[Begin Data listing]

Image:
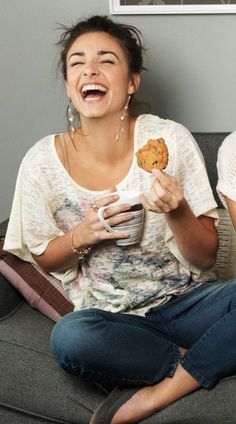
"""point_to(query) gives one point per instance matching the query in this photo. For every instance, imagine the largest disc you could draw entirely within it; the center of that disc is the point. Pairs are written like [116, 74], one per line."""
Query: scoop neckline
[78, 186]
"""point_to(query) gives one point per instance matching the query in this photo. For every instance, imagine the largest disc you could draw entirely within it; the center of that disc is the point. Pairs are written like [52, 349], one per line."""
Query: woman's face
[98, 77]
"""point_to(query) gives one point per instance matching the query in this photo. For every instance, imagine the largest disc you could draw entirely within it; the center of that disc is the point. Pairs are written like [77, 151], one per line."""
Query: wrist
[77, 248]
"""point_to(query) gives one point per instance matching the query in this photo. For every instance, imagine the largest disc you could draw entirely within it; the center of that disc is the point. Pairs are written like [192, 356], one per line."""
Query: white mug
[134, 226]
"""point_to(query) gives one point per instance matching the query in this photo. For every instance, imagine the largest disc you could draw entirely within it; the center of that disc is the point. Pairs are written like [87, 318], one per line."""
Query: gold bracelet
[80, 253]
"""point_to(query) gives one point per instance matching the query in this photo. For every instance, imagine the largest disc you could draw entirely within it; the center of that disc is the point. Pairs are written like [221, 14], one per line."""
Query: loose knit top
[226, 166]
[48, 203]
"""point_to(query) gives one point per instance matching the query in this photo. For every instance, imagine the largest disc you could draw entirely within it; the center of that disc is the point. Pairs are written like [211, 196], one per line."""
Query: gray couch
[35, 390]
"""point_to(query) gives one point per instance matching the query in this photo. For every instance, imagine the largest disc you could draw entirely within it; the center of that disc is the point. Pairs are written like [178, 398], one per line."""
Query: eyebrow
[99, 53]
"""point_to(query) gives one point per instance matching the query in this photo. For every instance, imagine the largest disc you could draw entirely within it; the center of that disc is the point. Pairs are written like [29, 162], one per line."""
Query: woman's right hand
[91, 231]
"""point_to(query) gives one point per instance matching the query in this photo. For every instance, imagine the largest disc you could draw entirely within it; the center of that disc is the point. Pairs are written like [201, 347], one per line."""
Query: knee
[73, 338]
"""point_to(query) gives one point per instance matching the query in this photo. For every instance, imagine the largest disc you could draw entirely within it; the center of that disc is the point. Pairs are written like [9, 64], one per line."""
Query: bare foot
[141, 405]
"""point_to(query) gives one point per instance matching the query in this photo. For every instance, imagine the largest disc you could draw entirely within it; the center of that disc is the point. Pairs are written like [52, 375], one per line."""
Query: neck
[105, 139]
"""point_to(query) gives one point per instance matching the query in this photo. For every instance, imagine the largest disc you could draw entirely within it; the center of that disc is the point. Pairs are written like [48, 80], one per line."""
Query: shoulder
[228, 144]
[159, 125]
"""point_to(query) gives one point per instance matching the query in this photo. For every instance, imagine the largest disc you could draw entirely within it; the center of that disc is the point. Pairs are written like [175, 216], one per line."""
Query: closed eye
[108, 61]
[76, 63]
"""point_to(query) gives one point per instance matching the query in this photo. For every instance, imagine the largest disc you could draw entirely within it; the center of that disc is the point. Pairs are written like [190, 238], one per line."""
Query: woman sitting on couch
[226, 166]
[145, 315]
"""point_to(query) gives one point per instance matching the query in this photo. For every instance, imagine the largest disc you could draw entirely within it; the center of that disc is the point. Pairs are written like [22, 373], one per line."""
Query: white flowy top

[End Data listing]

• What to work on
Return the listing above word for word, with the pictures removed.

• Problem solution
Image:
"""point_to(query) gives one point per instance matching the query in this photo. For every instance, imagine the largest disc you could draw entirely within it; the center of that disc is the point. Pairs are written like [116, 74], one per line."""
Query: scoop neckline
[78, 186]
"""point_to(query) gives one point per instance matching the query in this photo. For every instance, imagine the largest disc you could draw entirely within it; the center of that disc is the point. Pairs are written like [52, 349], one per line."""
Query: woman's face
[98, 77]
"""point_to(query) gives one point per instance matching the query in this photo. For every instance, imagine the largest disc you could draw entirely within it; the center of that disc is the point. Pairs are written like [77, 151], one per line."""
Query: wrist
[77, 248]
"""point_to(query) gives one point per instance matching the query in this photo. For every instance, imagine the largest disc you could draw entirely within it; the center of that disc is the point. Pairs are written like [192, 356], one per line."""
Query: white mug
[134, 226]
"""point_to(query) gives one point per instance matching the query in this photo. For every instance, imagine the largest disc you could draw entirely within it; the center of that disc is the point. Pairs are written like [87, 318], one per line."""
Query: gold bracelet
[80, 253]
"""point_to(query) gives one point per instance matching the query in this photo. For every instance, imagine the largest disc you could draw entirely within it; the center of that disc is the point. Pairs are written like [221, 14], one per line."""
Query: loose knit top
[226, 166]
[48, 203]
"""point_to(query) gives one point per instance matching the query in this photo. For every instance, imagine the largest disc you could draw entirely within it; the center of that disc is the point. Pairs are written like [211, 196], one per line."""
Query: gray couch
[35, 390]
"""point_to(query) gives one point per instance matching the query in this photo. For every instance, imagine the largest disc you could draw entirely within it; the center of that disc is the point. Pairs are written like [178, 398], one per line."""
Query: eyebrow
[99, 53]
"""point_to(query) gives one point per instance matching the query in this photo. For every instance, imagine the largest disc you could draw entirely within it; the center of that disc is the point. Pairs are written like [29, 162], one per line."""
Query: woman's right hand
[91, 231]
"""point_to(query) gives one point per instance matching the query in this photo. For every instance, imagine the largest disc you could draw entirely within it; the center of that disc is the point. Pairs are written like [201, 347], one per line."""
Query: knee
[73, 338]
"""point_to(query) gives one point per instance matching the query in this photo. For every instance, imagine the largest disc you could draw entirely within it; the center of that disc is the point. Pairs are written like [9, 64], one per line."""
Query: bare foot
[141, 405]
"""point_to(query) gives one point per instance matching the query in this photo. For every instance, imagine the largest disc you could draw entirely within it; the center of that disc is the point. Pairs are written like [52, 375], one per line."""
Query: neck
[105, 139]
"""point_to(query) gives one point per instance matching the query in this photo. For every instance, imagine the largest disc you could draw entirely within it; the center of that disc is the point. Pairs are written like [48, 80], one per line."""
Query: shoulder
[228, 144]
[159, 125]
"""point_to(query) gives one point per instance matching the query in this photo. For every instance, imagine the largest disc you could draw entirely within it; the center of that disc is the point. Pairs are written like [175, 216], one per line."""
Query: closed eye
[108, 61]
[76, 63]
"""point_to(query) gives one point per instance matching the query in this photo. For every instance, imagine the largest disc you could draw entirely within it; the center of that disc is the point. Pairs are written like [190, 238], one per line."""
Query: woman sitting on couch
[226, 166]
[145, 315]
"""point_to(query) gives one point per instance matching the query in this photo. For every instance, imagine the largest disc you could draw entirely within it; the center of that disc is the point. Pairs are written like [22, 373], one per line."""
Query: white flowy top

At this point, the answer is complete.